[overzicht] [activiteiten] [ongeplande activiteiten] [besluiten] [commissies] [geschenken] [kamerleden] [kamerstukdossiers] [open vragen]
[toezeggingen] [stemmingen] [verslagen] [🔍 uitgebreid zoeken] [wat is dit?]

33673 Adv RvSt inzake Wijziging van de Wet veiligheidsonderzoeken in verband met het opnemen van een grondslag voor het doorberekenen van kosten verbonden aan het uitvoeren van veiligheidsonderzoeken alsmede enkele andere wijzigingen

Wijziging van de Wet veiligheidsonderzoeken in verband met het opnemen van een grondslag voor het doorberekenen van kosten verbonden aan het uitvoeren van veiligheidsonderzoeken alsmede enkele andere wijzigingen

Advies Afdeling advisering Raad van State

Nummer: 2013D27177, datum: 2013-06-21, bijgewerkt: 2024-02-19 10:56, versie: 1

Directe link naar document (.doc), link naar pagina op de Tweede Kamer site.

Onderdeel van zaak 2013Z13092:

Onderdeel van activiteiten:

Preview document (🔗 origineel)


No.W04.13.0011/I	's-Gravenhage, 8 maart 2013

Bij Kabinetsmissive van 22 januari 2013, no.13.000091, heeft Uwe
Majesteit, op voordracht van de Minister van Binnenlandse Zaken en
Koninkrijksrelaties, mede namens de Minister van Defensie, bij de
Afdeling advisering van de Raad van State ter overweging aanhangig
gemaakt het voorstel van wet tot wijziging van de Wet
veiligheidsonderzoeken in verband met het opnemen van een grondslag voor
het doorberekenen van kosten verbonden aan het uitvoeren van
veiligheidsonderzoeken alsmede enkele andere wijzigingen, met memorie
van toelichting.

Het wetsvoorstel regelt onder meer dat de kosten, verbonden aan het
uitvoeren van een veiligheidsonderzoek bij de vervulling van een
vertrouwensfunctie, in rekening worden gebracht bij de (publieke of
private) werkgever. Deze doorberekening van de kosten vloeit primair
voort uit het streven te komen tot een scherper aanwijzingsbeleid zodat
het aantal vertrouwensfuncties afneemt. 

De Afdeling advisering van de Raad van State onderschrijft het streven
van de regering om te komen tot een scherpere aanwijzing van
vertrouwensfuncties, maar maakt opmerkingen over de gevolgen van de
doorberekening van de kosten van veiligheidsonderzoeken, over de
maatregelen om te komen tot een scherpere aanwijzing van
vertrouwensfuncties en over vertrouwensfunctionarissen zonder specifieke
vertrouwensfuncties.

GETOONDE GEGEVENS:

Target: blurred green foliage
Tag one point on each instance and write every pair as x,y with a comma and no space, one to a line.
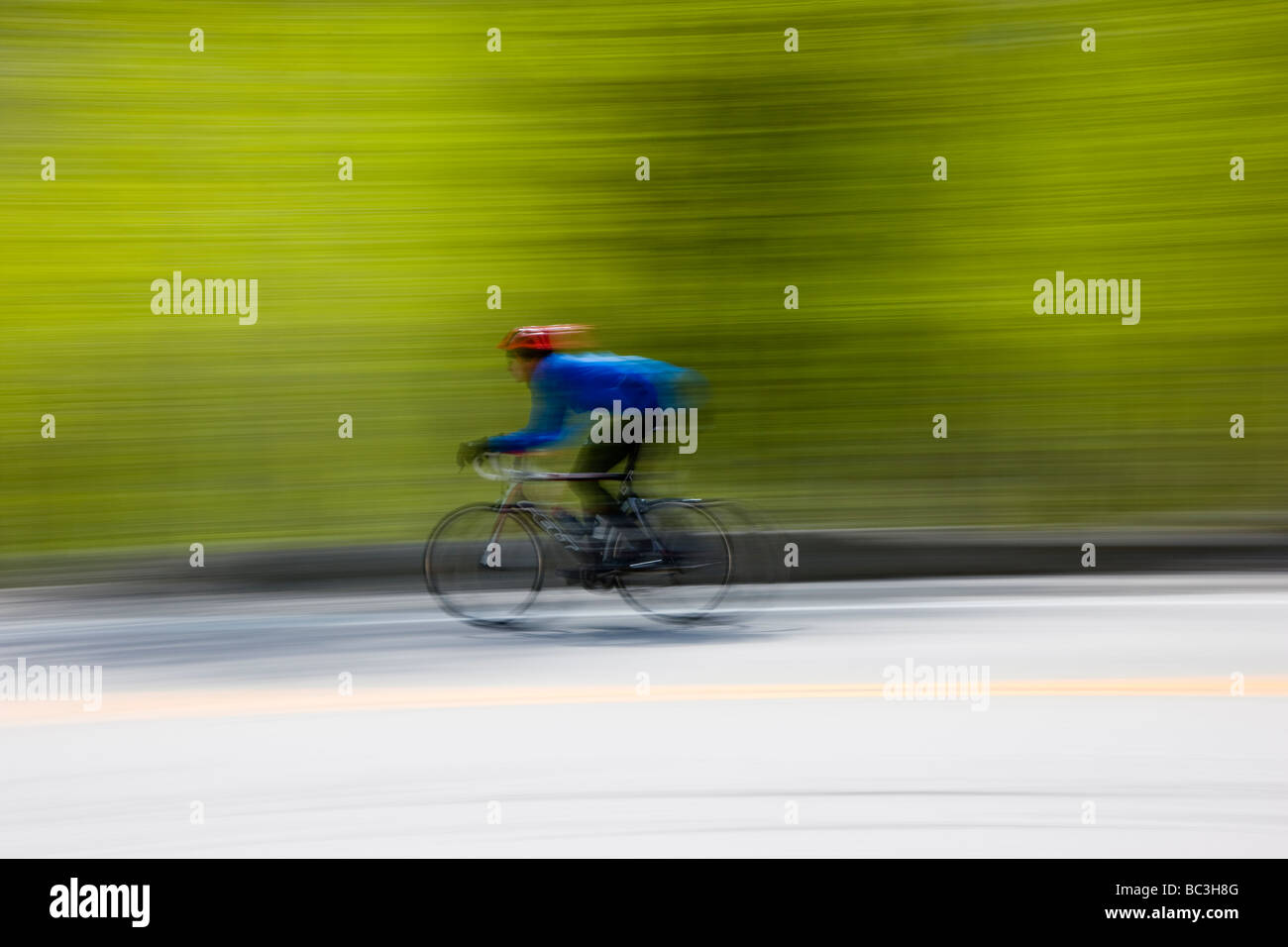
518,169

OPDRACHT:
Neem uit de tekst over de Wet veiligheidsonderzoeken het deel over dat opent met de woorden "33673 Adv RvSt" en sluit met "Tweede Kamer site.". Vervang daarin "kosten" telkens door "uitgaven".

DEFINITIEF ANTWOORD:
33673 Adv RvSt inzake Wijziging van de Wet veiligheidsonderzoeken in verband met het opnemen van een grondslag voor het doorberekenen van uitgaven verbonden aan het uitvoeren van veiligheidsonderzoeken alsmede enkele andere wijzigingen

Wijziging van de Wet veiligheidsonderzoeken in verband met het opnemen van een grondslag voor het doorberekenen van uitgaven verbonden aan het uitvoeren van veiligheidsonderzoeken alsmede enkele andere wijzigingen

Advies Afdeling advisering Raad van State

Nummer: 2013D27177, datum: 2013-06-21, bijgewerkt: 2024-02-19 10:56, versie: 1

Directe link naar document (.doc), link naar pagina op de Tweede Kamer site.